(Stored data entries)
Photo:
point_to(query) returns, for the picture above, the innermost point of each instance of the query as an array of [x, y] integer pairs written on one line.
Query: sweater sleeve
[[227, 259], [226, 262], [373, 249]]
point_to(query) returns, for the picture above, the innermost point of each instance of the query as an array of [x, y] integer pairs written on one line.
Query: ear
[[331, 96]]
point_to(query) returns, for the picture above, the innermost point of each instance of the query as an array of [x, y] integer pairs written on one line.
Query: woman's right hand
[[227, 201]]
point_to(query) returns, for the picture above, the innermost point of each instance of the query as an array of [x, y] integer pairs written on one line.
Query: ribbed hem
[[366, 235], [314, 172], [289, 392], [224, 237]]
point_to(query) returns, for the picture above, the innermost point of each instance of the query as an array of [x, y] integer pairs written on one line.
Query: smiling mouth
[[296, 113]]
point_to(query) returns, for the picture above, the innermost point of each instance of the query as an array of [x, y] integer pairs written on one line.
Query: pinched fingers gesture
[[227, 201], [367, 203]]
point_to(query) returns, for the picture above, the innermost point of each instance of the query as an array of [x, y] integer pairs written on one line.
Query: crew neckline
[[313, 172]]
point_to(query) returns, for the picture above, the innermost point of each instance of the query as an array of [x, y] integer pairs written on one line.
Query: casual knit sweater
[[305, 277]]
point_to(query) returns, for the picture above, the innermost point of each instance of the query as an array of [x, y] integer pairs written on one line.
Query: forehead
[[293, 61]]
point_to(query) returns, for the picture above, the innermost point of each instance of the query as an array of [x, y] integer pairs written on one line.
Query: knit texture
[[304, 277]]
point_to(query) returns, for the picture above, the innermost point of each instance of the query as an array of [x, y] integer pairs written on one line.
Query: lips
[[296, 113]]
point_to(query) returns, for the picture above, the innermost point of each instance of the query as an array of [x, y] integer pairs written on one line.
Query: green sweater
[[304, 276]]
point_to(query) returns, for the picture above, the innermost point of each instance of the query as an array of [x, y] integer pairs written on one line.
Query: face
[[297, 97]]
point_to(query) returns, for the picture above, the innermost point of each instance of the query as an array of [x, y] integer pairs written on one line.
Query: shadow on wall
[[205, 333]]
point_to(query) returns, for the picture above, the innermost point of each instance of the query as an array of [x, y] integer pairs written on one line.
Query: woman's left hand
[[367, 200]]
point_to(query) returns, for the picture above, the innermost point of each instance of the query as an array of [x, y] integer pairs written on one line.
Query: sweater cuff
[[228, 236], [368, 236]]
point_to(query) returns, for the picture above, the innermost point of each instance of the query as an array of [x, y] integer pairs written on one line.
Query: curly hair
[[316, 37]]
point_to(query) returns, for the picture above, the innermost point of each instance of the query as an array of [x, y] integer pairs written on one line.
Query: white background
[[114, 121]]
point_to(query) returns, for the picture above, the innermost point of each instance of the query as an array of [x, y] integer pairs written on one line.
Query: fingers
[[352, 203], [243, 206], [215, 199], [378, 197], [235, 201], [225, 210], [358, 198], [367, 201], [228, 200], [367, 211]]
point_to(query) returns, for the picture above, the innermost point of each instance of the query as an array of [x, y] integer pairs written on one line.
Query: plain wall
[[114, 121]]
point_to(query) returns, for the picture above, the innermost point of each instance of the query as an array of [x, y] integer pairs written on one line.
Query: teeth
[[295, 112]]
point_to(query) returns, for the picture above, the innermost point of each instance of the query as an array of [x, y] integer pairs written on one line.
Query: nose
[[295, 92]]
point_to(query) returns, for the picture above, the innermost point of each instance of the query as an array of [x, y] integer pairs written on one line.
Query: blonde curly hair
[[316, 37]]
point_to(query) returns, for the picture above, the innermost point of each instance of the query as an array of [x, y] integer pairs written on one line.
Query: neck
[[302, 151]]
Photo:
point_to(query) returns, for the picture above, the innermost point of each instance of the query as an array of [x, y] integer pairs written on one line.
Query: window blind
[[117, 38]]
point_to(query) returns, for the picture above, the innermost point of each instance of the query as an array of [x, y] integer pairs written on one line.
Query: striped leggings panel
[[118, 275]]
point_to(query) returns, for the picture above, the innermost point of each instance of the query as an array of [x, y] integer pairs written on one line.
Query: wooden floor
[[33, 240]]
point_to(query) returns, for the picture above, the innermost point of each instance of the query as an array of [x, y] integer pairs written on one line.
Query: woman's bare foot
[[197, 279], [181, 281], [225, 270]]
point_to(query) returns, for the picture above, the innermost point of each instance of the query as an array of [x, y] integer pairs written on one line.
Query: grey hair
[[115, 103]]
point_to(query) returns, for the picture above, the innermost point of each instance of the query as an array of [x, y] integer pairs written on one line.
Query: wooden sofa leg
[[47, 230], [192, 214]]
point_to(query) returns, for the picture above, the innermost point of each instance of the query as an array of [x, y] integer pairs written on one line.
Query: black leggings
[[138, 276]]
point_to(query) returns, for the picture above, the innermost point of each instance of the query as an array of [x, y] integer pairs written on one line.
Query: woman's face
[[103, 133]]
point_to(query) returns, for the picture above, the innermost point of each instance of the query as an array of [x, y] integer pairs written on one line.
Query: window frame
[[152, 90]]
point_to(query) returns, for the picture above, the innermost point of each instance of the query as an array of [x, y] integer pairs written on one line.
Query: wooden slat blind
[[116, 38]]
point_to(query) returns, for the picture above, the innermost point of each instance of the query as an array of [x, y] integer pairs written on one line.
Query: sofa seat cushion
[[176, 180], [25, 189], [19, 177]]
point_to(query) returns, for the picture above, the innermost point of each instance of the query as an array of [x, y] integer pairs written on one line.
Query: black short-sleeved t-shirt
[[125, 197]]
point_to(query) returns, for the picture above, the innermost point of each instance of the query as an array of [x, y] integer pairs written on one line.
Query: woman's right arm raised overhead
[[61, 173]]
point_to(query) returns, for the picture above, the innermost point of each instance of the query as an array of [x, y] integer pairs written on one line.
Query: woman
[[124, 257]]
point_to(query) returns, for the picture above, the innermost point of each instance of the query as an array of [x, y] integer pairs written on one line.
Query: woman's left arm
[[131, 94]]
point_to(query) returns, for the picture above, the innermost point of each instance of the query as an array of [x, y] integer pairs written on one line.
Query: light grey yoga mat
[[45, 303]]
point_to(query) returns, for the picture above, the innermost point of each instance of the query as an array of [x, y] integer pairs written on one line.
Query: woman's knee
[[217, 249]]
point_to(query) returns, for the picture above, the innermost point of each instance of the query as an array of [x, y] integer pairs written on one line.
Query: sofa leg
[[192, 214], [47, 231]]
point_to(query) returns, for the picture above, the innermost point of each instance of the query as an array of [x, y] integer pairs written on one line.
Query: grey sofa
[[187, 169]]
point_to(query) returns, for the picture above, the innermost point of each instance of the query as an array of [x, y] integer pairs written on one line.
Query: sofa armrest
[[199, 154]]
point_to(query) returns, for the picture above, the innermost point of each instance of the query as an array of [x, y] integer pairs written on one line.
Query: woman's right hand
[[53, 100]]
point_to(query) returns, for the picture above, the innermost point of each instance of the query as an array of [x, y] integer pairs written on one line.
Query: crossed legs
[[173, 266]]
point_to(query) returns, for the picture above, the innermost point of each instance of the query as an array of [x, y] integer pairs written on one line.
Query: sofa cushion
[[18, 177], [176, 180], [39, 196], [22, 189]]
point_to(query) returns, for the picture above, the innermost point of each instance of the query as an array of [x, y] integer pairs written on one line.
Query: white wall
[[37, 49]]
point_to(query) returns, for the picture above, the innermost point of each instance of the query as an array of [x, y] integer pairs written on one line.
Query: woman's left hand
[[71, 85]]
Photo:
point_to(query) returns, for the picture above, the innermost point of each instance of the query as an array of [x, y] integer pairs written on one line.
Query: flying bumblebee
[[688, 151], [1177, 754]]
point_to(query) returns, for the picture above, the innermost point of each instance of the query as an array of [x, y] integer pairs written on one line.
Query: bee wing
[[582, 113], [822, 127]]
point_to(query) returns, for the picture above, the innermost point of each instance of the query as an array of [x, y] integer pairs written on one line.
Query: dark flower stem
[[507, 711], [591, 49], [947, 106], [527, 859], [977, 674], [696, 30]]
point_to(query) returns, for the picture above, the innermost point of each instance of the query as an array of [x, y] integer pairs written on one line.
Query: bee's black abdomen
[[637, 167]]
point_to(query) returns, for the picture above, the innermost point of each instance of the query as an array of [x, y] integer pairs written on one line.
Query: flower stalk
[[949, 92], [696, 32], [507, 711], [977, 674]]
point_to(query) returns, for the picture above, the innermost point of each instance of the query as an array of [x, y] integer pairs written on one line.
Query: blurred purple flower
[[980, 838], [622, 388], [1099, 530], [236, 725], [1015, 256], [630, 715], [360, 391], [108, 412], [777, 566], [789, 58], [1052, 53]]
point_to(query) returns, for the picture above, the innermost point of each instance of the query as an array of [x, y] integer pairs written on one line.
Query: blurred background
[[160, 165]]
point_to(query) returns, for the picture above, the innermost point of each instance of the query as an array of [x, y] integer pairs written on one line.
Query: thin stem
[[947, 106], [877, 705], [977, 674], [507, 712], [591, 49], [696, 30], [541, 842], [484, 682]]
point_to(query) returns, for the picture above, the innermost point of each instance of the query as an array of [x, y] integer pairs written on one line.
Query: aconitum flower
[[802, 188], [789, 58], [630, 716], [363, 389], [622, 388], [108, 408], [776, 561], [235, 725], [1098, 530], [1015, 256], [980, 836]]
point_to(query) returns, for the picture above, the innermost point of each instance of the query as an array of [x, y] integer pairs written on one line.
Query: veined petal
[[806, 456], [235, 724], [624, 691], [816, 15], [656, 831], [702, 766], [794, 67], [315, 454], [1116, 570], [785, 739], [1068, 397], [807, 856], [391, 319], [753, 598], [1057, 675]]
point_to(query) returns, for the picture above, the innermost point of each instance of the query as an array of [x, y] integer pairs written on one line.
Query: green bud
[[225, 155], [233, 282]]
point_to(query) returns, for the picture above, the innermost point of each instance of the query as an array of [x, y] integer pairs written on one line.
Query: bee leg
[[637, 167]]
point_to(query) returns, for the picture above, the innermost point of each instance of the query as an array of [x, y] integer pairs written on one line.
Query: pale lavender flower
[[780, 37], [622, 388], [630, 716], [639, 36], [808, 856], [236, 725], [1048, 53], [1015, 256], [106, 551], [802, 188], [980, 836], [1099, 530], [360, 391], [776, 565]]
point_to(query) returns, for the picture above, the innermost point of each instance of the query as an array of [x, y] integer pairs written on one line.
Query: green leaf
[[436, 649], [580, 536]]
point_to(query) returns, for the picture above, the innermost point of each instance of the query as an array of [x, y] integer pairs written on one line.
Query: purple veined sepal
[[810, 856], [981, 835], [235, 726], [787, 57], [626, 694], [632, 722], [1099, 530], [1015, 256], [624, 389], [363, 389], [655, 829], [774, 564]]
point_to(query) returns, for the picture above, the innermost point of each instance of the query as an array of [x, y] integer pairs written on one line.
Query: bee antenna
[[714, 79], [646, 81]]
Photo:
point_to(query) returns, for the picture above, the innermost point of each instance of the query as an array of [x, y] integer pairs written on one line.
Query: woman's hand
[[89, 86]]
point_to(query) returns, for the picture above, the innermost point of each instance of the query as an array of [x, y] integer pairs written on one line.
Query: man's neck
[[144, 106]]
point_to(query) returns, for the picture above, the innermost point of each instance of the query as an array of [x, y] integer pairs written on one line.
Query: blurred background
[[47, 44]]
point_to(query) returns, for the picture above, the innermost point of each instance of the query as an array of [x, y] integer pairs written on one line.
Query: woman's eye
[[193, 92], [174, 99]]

### EXERCISE
No line before the one containing "Query: woman's hand" belongs in the answer; give again exactly that line and all lines after it through the end of the data.

### TASK ANSWER
Query: woman's hand
[[89, 86]]
point_to(query) returns, for the picture above, the innermost point of each instance of the query as an array of [x, y] integer pairs written on one line.
Query: man's neck
[[144, 106]]
point_to(query) returns, for the picture above, the innermost point of each instance of the query as an array of [x, y] integer pairs written on one line.
Query: blurred background
[[47, 44]]
point_to(query) returns, for the picture above, the innermost point of each instance of the query as an array of [x, y] integer pairs written on one line.
Query: woman's eye
[[193, 92], [174, 99]]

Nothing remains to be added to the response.